- [Data provided]

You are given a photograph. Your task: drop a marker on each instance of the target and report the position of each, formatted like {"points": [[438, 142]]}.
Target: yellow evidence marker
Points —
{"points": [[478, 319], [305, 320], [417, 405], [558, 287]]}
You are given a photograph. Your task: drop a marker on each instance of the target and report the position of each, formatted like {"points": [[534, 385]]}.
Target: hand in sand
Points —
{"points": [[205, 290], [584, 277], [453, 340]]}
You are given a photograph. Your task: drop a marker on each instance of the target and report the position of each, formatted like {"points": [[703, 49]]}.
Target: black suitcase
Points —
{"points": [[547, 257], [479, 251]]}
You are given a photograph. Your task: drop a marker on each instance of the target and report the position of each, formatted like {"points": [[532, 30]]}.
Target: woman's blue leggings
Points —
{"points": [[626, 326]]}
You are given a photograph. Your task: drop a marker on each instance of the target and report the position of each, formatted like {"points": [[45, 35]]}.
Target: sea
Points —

==

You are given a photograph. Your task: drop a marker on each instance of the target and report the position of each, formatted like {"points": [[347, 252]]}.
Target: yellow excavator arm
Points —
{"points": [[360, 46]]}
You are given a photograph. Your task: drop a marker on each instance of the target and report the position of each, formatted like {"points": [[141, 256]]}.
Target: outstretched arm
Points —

- [Short problem] How many lines in the material above contain the word "yellow"? Reply with the number alone.

- [Solution to the problem] 2